━━━ Material for the task

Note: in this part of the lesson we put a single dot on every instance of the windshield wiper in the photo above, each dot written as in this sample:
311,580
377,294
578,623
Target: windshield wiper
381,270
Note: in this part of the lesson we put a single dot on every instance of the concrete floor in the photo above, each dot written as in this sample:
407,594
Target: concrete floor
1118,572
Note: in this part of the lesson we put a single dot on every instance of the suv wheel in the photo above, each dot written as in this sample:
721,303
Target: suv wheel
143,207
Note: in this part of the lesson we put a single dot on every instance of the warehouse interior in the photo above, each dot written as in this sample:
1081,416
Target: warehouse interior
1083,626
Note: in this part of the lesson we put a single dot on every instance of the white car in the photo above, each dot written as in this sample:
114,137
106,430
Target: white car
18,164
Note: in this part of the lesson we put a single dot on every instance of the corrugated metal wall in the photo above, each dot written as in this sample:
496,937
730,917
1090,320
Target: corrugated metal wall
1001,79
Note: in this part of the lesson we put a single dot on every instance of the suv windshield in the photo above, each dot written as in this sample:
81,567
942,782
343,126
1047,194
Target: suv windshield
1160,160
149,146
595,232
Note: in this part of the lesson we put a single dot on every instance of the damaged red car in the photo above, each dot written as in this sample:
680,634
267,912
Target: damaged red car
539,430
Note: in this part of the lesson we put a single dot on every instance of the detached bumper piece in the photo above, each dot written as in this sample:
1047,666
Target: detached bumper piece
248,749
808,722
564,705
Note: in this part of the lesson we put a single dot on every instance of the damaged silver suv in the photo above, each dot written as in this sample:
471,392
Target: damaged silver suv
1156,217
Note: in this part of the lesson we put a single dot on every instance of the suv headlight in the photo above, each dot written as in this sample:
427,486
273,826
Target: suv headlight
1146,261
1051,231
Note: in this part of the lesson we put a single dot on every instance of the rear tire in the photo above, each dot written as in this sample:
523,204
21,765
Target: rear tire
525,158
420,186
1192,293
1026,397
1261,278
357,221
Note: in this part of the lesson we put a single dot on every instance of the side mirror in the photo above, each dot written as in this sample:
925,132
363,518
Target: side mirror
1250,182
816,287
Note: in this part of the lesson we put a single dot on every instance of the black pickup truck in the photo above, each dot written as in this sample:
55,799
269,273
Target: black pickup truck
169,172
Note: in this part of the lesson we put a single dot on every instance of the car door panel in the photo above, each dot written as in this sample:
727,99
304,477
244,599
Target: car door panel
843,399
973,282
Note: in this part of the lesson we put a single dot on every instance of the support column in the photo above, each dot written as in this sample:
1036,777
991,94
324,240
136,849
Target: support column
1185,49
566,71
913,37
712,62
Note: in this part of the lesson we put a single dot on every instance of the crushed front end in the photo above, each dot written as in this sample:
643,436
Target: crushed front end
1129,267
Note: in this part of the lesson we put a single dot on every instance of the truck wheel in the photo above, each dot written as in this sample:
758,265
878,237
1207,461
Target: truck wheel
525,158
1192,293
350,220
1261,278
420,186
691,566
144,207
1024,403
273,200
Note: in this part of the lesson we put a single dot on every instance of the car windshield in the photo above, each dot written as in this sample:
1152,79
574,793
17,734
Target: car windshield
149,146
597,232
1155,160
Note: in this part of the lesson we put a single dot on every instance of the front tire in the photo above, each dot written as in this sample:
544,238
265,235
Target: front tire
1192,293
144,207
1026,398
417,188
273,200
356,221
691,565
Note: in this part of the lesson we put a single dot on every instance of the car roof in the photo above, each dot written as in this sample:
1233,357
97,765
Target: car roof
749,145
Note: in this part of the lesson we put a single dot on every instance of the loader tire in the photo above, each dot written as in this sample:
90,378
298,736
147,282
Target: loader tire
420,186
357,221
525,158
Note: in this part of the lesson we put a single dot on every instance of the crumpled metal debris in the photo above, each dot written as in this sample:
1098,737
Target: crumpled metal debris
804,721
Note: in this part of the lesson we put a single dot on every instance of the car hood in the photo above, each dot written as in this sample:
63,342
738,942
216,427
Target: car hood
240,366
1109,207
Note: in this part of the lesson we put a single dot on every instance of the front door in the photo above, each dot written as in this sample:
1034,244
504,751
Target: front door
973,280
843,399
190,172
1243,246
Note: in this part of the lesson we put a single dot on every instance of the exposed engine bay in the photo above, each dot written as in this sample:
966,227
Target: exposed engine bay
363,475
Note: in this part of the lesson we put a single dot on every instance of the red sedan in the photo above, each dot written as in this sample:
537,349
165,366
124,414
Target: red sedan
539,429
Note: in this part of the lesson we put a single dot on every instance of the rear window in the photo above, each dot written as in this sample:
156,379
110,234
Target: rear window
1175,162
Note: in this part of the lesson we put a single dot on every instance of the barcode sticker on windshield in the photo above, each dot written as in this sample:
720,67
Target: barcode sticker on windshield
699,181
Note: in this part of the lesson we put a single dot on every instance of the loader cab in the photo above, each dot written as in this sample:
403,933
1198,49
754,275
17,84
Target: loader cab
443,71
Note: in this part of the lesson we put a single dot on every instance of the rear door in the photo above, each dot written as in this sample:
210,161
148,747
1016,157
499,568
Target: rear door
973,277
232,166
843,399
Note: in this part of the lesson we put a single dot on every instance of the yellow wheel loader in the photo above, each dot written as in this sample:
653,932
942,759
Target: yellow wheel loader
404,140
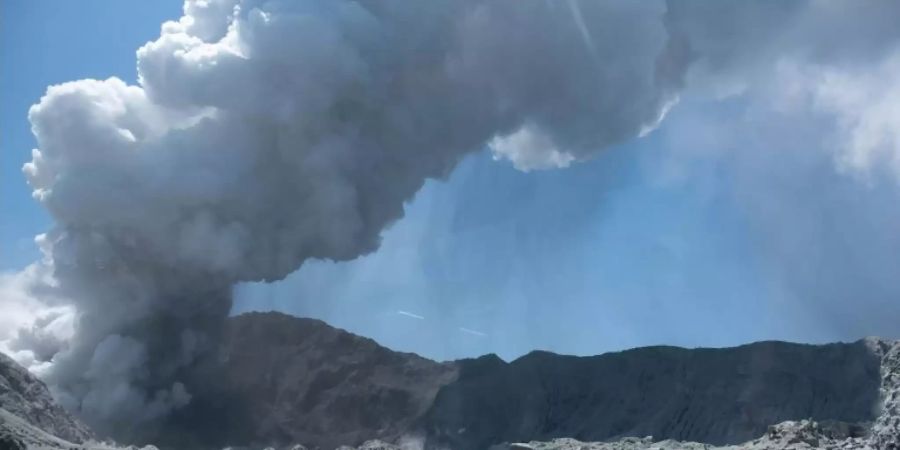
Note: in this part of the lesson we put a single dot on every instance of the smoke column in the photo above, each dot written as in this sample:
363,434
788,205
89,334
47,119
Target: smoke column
263,134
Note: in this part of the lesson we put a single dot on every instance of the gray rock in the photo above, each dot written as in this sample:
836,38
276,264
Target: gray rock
25,396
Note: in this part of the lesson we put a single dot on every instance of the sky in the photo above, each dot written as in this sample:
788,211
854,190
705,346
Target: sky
730,222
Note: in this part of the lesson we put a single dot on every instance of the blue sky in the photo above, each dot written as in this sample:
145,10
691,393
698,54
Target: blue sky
646,244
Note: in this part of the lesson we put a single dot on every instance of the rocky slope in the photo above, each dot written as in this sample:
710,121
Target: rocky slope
716,396
23,395
284,381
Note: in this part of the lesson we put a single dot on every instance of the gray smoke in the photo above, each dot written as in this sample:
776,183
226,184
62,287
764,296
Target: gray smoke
263,134
266,133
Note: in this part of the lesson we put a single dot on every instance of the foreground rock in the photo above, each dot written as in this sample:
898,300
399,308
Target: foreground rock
283,381
23,395
302,381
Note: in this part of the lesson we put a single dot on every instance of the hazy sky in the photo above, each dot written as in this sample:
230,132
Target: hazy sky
732,222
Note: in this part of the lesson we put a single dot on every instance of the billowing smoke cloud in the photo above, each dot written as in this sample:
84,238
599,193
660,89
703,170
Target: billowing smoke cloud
266,133
263,134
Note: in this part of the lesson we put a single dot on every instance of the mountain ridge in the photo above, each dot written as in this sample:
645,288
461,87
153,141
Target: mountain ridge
286,381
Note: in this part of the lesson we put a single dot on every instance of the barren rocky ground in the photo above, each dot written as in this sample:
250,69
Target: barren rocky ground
298,382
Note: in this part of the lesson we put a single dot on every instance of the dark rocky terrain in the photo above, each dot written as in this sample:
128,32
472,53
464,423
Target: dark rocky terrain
286,381
716,396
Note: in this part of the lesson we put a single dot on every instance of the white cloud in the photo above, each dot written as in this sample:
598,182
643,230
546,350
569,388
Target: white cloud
529,149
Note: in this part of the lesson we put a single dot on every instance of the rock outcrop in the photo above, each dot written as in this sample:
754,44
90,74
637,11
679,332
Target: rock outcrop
284,381
715,396
23,395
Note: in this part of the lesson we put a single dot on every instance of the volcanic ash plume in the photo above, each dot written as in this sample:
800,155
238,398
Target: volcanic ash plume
262,134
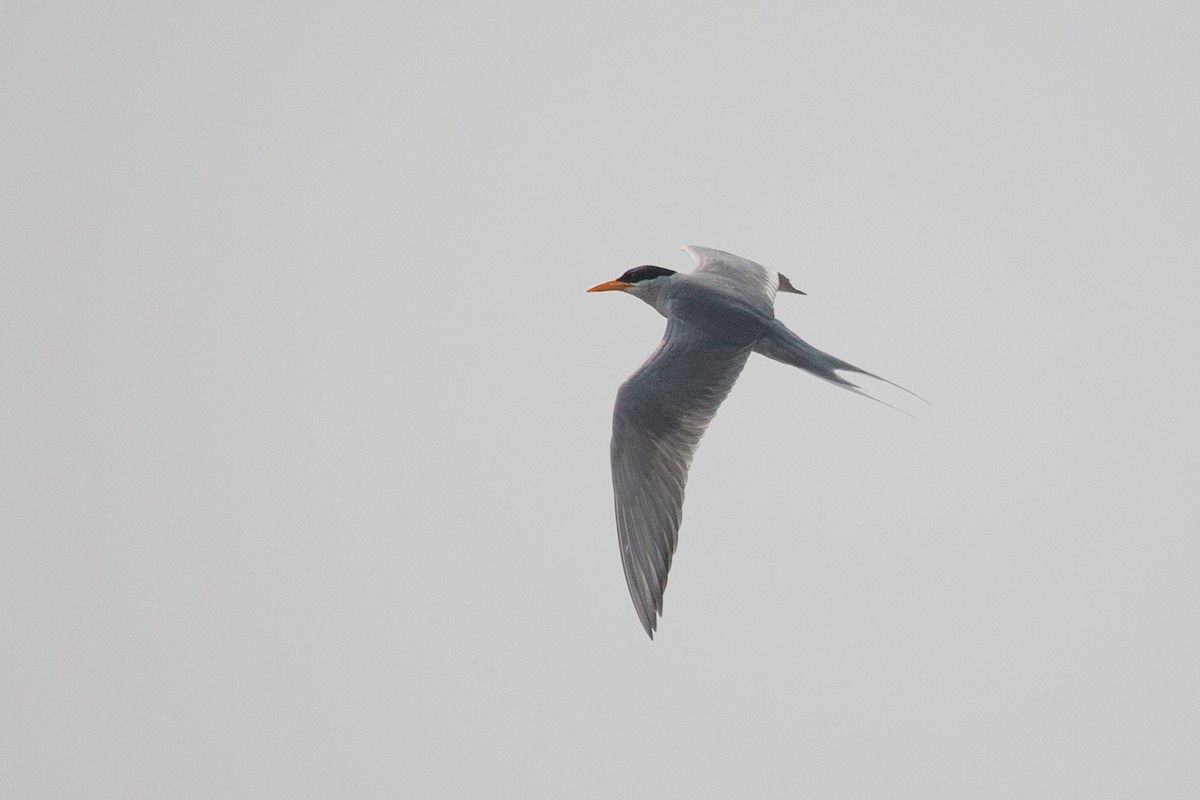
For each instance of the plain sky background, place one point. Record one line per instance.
(305, 413)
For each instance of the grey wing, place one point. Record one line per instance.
(755, 278)
(661, 413)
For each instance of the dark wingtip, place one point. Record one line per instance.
(785, 284)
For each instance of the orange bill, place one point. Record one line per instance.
(611, 286)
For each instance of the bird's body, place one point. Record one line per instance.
(717, 317)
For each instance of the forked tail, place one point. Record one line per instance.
(781, 344)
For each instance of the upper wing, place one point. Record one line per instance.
(755, 282)
(660, 415)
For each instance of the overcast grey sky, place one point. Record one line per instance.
(305, 413)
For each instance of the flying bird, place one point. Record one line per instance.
(717, 316)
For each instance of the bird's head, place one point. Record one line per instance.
(641, 282)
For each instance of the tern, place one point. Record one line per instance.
(717, 316)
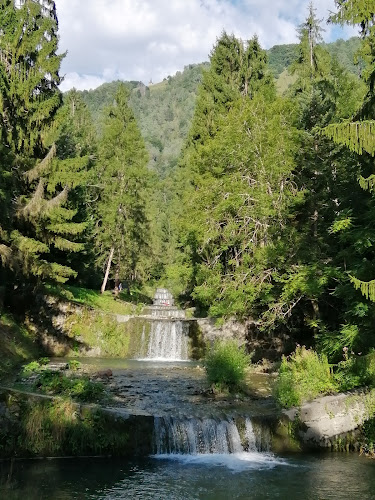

━━━━━━

_Written task_:
Reproduce the data word for word, from the line containing "For each instance of the upper" through the end of the data, both ends included. Leave out any pictures.

_Response for this exercise_:
For each instance of the upper wing, place one point. Record one line per instance.
(755, 282)
(660, 415)
For each instance of the overcast grey sky, place one point. Record one line per instance.
(305, 413)
For each instance of the flying bird, place one point. Record one line per instance.
(717, 316)
For each instance of the bird's head, place one point. Record one line per instance.
(641, 282)
For each instance of the tern, place one point. Record one line per instance.
(717, 316)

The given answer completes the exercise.